### [O QUE SE PEDE]
(a) No texto sobre a morte de Teori Zavascki, de qual processo no STF o ministro era encarregado?
(b) Dê continuidade ao texto sobre a morte de Teori Zavascki a partir do ponto em que ele termina.

Antonio Martins
Morte de Teori Zavascki interessa aos
que querem prolongar o golpe e temem as delações da Odebrecht. Faltam a Temer
condições éticas para nomear sucessor. É hora de voltar às ruas.
Não é preciso transformar o ministro
Teori Zavascki, morto num acidente suspeitíssimo, em herói. Encarregado do
processo da Lava-Jato no STF, ele foi, como quase todos os seus colegas,
incapaz de defender a Constituição e a imparcialidade da Justiça. Mas é
facílimo identificar os que se beneficiam com seu desaparecimento. Em primeiro
lugar, o presidente Temer; seu “governo de réus”, para usar a feliz expressão
de Paulo Sérgio Pinheiro; as cúpulas do PSDB e PMDB; e centenas de deputados e
senadores destes e outros partidos governistas. Todo essas malta estaria
ameaçada e desmoralizada já a partir de fevereiro, quando Teori Zavascki
homologaria as delações premiadas dos executivos da Odebrecht, expondo a
corrupção e hipocrisia dos que derrubaram o governo eleito e tomaram o poder em
maio.

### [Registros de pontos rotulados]
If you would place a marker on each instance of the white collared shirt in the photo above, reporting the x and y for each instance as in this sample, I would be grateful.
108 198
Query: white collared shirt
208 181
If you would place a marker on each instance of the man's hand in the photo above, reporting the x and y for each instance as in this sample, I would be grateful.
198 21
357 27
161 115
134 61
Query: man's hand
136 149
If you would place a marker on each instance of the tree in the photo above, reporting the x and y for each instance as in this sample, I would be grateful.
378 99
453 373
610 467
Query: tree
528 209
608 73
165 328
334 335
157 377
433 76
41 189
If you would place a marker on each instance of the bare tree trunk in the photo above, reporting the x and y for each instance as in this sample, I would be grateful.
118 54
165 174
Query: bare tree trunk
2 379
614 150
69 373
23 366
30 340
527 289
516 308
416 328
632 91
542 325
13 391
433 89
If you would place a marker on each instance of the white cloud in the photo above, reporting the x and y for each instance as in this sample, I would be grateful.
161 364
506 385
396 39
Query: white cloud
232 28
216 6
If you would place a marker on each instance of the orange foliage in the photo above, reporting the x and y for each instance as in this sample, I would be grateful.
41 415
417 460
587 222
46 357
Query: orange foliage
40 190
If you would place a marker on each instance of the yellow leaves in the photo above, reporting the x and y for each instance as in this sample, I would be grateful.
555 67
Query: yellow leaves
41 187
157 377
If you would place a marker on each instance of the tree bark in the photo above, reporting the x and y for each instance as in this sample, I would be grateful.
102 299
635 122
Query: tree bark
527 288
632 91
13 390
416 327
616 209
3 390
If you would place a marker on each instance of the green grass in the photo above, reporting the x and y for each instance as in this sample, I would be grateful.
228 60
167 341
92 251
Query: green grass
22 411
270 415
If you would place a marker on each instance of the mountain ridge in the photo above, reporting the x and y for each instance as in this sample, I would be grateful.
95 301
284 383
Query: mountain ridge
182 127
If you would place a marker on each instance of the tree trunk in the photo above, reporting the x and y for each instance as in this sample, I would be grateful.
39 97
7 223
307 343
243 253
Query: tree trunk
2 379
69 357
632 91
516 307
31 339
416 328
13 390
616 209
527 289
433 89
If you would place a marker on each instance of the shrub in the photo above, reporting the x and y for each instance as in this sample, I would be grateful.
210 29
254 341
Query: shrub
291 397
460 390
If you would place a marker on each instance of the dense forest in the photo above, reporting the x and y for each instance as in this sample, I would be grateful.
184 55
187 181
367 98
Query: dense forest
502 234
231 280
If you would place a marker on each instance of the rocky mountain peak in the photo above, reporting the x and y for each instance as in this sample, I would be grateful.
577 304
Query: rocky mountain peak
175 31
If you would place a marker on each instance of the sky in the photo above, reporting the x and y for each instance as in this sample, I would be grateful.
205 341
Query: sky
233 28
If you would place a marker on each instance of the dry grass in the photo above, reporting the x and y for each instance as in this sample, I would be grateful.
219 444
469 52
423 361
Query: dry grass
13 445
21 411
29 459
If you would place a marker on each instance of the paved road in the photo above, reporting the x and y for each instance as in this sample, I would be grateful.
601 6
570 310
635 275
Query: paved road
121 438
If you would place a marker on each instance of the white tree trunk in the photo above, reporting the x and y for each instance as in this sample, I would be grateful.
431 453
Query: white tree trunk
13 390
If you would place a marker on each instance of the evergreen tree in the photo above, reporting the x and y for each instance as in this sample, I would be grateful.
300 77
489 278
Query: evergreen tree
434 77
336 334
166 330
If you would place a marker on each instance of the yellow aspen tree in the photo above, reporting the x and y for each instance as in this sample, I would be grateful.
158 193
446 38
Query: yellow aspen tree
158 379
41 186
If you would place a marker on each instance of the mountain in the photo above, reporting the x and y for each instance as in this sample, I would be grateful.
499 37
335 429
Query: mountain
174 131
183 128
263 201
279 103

### [RESPOSTAS DO EXERCÍCIO]
(a) Do processo da Lava-Jato.

(b)
O “acidente” favorece, em segundo lugar,
o prolongamento do golpe de Estado e a adoção de sua agenda de retrocessos
selvagens. A quebra do sigilo sobre as delações (outra decisão que Teori
Zavascki mostrava-se disposto a tomar) demonstraria que o recebimento de
propina e o favorecimento ao poder econômico são práticas corriqueiras e quase
universais no mundo da política institucional. Esta revelação destrói o núcleo
central da narrativa dos golpistas – a ideia de que o impeachment foi adotado
para afastar um grupo corrupto e sanear a vida nacional. De quebra, frustrar ou
adiar a publicação oficial das delações permite a um Congresso, onde há
centenas de prováveis corruptos, tocar impunemente a agenda de horrores em
curso. Nela se incluem, entre tantos outros pontos, o desmonte da Previdência
Social Pública, a anulação na prática da maior parte da legislação que protege
o trabalho, o bloqueio da demarcação de terras indígenas e o prosseguimento da
entrega do pré-sal.
A análise inicial do regimento do STF
sugere que todos os processos sobre a Lava-Jato, até agora centralizados em
Teori Zavascki, serão entregues ao novo ministro do STF – a ser proposto pelo presidente
da República e confirmado pelo Senado.
Nas condições atuais, trata-se de uma
afronta à ética.
As poucas delações vazadas até agora
indicam que Michel Temer foi apontado como receptor de propina ou praticante de
favorecimento ilícito 43 vezes pelos executivos da Odebrecht.
Em que julgamento legítimo pode o réu
escolher o juiz que decidirá sua pena – ou sua absolvição?
A necessária confirmação da escolha pelo
Senado torna o escárnio ainda mais completo. Porque serão padrinhos do novo
ministro, além de Temer, dezenas de senadores igualmente citados como
corruptos.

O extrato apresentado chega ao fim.